[Items from a data collection]
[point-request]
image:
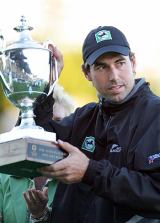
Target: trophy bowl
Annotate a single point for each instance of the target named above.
(28, 74)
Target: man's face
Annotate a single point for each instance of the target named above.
(113, 76)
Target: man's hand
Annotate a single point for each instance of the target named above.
(36, 201)
(69, 170)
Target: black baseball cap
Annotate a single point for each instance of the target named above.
(104, 39)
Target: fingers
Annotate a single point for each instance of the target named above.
(67, 146)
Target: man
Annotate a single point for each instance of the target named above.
(112, 171)
(12, 205)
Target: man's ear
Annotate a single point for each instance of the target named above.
(86, 71)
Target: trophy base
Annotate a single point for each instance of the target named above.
(21, 156)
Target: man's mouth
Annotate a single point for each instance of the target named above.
(115, 88)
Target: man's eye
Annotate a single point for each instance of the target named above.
(100, 67)
(121, 63)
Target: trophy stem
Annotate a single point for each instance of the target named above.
(27, 120)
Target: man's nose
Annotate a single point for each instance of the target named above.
(113, 74)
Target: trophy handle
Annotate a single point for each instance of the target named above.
(46, 45)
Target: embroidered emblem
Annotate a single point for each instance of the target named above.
(103, 35)
(89, 144)
(115, 148)
(153, 157)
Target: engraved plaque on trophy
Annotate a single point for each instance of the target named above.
(28, 72)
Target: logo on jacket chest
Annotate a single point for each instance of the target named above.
(115, 148)
(89, 144)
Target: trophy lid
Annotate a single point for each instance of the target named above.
(24, 38)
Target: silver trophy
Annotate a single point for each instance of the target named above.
(27, 72)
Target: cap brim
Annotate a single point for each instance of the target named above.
(117, 49)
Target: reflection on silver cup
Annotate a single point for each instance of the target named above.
(28, 72)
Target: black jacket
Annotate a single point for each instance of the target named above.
(123, 177)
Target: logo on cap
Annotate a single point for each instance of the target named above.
(103, 35)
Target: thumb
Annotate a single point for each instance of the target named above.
(67, 146)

- **CHALLENGE**:
Could you retype every item above word for word, with the pictures left out?

- **PROBLEM SOLUTION**:
[point-request]
image:
Target: trophy bowl
Annotate a single point for each instance of the target named above.
(28, 74)
Target: man's face
Annotate a single point for each instance of the target named above.
(113, 76)
Target: man's hand
Annotate a single point for each instance of the target named above.
(36, 201)
(69, 170)
Target: black baseball cap
Annotate a single point for each instance of the target named above.
(104, 39)
Target: fingers
Annotate a single point for each instance of the target named above.
(67, 146)
Target: man
Annotate a single point for each instance of the target named above.
(112, 171)
(12, 205)
Target: man's ear
Annotate a single point for each instance of the target named above.
(86, 71)
Target: trophy base
Annotate a single point for each instance of the target named above.
(21, 156)
Target: man's mouth
Annotate a single point for each instance of the target named above.
(115, 88)
Target: man's eye
Annotate a single point for each instance of the target named above.
(100, 67)
(121, 63)
Target: trophy stem
Annotate a single point for each instance of the target named above.
(27, 120)
Target: man's nose
Annotate a single point for each instance of the target named above.
(113, 74)
Target: trophy handle
Annotate a single point for each instance of the target named above.
(46, 45)
Target: embroidered emblem
Annotate a single point for each instance of the target named above.
(103, 35)
(89, 144)
(115, 148)
(153, 157)
Target: engraved plaque on trophy
Annotate a single point for each instance of the target named above.
(28, 72)
Target: logo on jacket chest
Annotate a single point for each instance of the target named above.
(115, 148)
(89, 144)
Target: trophy lid
Annotate a single point for each instance of the target named above.
(24, 38)
Target: silver trophy
Annotate a single point for each instance of the target named above.
(27, 72)
Target: cap brim
Annotate a single point for each instance of the target named above.
(117, 49)
Target: reflection on silver cup
Annotate a single point for each instance of the target named above.
(28, 72)
Target: black jacket
Annotate a single point for each instance of the target named above.
(123, 177)
Target: logo on cap
Annotate a single point for each instance of the target named above.
(103, 35)
Target: thumb
Annotate a single point for each instance of the target named above.
(67, 146)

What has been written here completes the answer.